Aim of the task
Can you reproduce every line of the listing below verbatim?

Given information
--- BEGIN ---
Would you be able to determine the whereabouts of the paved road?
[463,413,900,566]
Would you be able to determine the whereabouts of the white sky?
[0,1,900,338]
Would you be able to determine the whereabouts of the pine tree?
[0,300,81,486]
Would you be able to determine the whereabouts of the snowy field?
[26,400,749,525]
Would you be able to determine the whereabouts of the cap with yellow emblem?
--- END ---
Reply to the task
Would you be able to determine the whereabouts of the paved road?
[463,413,900,566]
Would you be able to determine the whereabouts of the white sky?
[0,1,900,338]
Would you be able to determine the whereabouts of the pine tree?
[0,300,81,486]
Would you be able to determine the whereabouts of the snowy field?
[26,400,749,525]
Would you be able to determine the whereabouts of the cap with yellow emblem?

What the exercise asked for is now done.